----- DOCUMENT SECTION

Completed Dress and Textiles, North West England: Artists and Subjects, Portraits: British 18th C 11 Can we clarify the identity of the sitter Hester Heywood and who painted her?

Miss Hester Heywood
Topic: Artist

The traditional identity of the sitter and painter of this portrait are open to doubt. It clearly cannot be Hester, or 'Nessy', Heywood, the second daughter of Deemster Peter John Heywood and Elizabeth Spedding, born at the Nunnery, near Douglas, Isle of Man, in 1768. There was an earlier Hester Heywood (1718–1789), daughter of Robert Reeves, a merchant from Cork, who married Thomas Heywood (1698–1759) of the distinguished Isle of Man family in 1738. Thomas was Speaker (then called 'Chairman') of the House of Keys from 1738–1758. If this portrait is of Hester then it cannot have been painted earlier than about 1735, most likely c.1738, long after Peter Lely's death. The lady's dress may also date from around the 1730s. [Group Leader: Manto Psarelli]

Andrew Greg, British 19th C, except portraits, Entry reviewed by Art UK

Completed, Outcome

This discussion is now closed. The title has been updated from ‘Miss Hester Heywood’ to ‘Possibly Hester Heywood (1718–89)’ and the date changed from c.1768 to c.1710–1735.

Thank you to everyone who contributed to the discussion. To anyone viewing this discussion for the first time, please see below for all the comments that led to this conclusion.


The Collection have commented: ‘Note from our Curator, Matthew Richardson in 2015: There is likely to be some confusion here between Mrs Hester Heywood (died 1789) the grandmother of Peter Heywood of the Bounty, his aunt Hester, and his sister Nessy (also christened Hester). If the portrait is of Hester Heywood the aunt, she is recorded as having married at Braddan in 1768 and this provides an approximate date for the portrait. In any event the portrait is unlikely to be by Lely who died in 1680. Our Curators of Art and Social History have not discovered anything more about this portrait, since the assertion was made in 2015 that it is not by Lely. If Art UK wish to start a discussion that is fine, perhaps someone may be able to offer comment on the style of dress, which may clarify the date.'

Jacinto Regalado,

This is either a copy or the work of a provincial artist. Lou Taylor should be consulted as to dating based on dress and hair, but it looks earlier than 1730s to me, more like c. 1720.

----------
----- RECORDED DATA

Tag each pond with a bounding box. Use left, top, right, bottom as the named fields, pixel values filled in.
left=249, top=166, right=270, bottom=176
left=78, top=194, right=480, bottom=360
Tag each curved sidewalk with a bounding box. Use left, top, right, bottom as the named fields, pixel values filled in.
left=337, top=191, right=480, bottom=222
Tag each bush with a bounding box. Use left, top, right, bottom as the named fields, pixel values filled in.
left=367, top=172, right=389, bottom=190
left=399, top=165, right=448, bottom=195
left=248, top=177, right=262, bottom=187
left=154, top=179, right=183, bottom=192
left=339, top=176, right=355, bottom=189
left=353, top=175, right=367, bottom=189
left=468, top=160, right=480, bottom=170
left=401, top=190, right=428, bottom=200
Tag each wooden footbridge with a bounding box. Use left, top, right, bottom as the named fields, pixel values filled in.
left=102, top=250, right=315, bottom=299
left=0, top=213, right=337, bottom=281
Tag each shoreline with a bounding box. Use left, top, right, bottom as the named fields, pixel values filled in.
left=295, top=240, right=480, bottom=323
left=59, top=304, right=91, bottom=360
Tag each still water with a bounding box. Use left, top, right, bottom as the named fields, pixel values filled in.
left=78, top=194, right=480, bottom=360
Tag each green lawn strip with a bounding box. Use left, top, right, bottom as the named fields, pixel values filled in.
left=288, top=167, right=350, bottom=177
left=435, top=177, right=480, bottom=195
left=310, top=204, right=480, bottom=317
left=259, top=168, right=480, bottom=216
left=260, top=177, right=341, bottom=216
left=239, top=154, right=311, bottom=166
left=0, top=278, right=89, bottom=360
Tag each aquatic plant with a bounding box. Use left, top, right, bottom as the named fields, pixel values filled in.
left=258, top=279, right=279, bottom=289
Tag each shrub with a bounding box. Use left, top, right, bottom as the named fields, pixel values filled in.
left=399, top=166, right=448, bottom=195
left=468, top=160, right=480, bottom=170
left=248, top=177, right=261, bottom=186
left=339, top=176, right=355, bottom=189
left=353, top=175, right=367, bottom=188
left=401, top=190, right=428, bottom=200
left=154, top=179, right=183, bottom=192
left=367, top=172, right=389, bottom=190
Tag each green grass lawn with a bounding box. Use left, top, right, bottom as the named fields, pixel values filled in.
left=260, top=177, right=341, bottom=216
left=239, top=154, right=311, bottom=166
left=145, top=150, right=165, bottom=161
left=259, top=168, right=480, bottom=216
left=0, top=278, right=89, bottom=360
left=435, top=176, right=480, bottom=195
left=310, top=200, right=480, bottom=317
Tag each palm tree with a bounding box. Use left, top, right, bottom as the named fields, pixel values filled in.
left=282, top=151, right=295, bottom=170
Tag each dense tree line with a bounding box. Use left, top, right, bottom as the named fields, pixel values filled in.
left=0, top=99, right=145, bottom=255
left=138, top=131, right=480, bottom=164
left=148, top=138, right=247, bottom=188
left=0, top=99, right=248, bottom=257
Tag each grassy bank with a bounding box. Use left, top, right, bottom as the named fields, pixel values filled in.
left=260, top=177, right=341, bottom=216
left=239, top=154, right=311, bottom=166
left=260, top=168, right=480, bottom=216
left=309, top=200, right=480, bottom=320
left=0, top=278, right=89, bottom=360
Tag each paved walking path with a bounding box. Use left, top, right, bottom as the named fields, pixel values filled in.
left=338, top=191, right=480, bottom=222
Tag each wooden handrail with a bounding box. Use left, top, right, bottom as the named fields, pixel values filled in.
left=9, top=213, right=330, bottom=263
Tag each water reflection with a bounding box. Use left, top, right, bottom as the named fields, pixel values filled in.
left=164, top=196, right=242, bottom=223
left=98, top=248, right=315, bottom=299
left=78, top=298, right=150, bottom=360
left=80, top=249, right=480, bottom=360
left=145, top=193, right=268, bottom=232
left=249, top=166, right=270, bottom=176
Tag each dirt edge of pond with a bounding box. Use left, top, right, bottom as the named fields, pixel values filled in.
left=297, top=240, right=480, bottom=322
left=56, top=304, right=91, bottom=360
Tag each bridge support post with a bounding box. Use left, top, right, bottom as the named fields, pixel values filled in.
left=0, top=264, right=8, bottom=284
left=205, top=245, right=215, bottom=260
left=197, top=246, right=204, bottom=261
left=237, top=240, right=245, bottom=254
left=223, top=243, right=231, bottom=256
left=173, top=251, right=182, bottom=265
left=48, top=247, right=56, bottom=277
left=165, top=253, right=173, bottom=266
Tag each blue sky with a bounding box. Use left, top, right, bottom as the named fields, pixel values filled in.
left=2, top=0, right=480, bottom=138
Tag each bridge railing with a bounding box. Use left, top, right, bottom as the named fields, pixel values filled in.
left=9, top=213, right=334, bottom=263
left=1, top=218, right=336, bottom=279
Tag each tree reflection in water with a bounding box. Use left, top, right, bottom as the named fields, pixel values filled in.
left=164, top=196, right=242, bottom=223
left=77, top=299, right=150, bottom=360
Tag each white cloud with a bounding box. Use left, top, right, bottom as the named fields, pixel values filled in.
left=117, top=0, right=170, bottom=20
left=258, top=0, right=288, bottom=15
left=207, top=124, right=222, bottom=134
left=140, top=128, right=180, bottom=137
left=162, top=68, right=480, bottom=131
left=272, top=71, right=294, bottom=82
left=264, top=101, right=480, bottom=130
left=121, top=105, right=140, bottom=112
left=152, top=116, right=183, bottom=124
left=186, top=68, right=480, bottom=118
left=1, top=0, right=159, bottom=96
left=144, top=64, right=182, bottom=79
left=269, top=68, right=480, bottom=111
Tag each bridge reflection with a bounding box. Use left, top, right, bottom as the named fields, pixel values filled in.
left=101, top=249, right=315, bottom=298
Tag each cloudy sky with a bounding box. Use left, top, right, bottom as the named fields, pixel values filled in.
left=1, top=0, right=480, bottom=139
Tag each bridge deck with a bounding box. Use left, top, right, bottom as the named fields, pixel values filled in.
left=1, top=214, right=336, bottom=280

----------

OBJECTIVE. In the discussion of the Hester Heywood portrait, reproduce the passage starting at "Andrew Greg, British" and ending at "to this conclusion.".

TASK SOLUTION.
Andrew Greg, British 19th C, except portraits, Entry reviewed by Art UK

Completed, Outcome

This discussion is now closed. The title has been updated from ‘Miss Hester Heywood’ to ‘Possibly Hester Heywood (1718–89)’ and the date changed from c.1768 to c.1710–1735.

Thank you to everyone who contributed to the discussion. To anyone viewing this discussion for the first time, please see below for all the comments that led to this conclusion.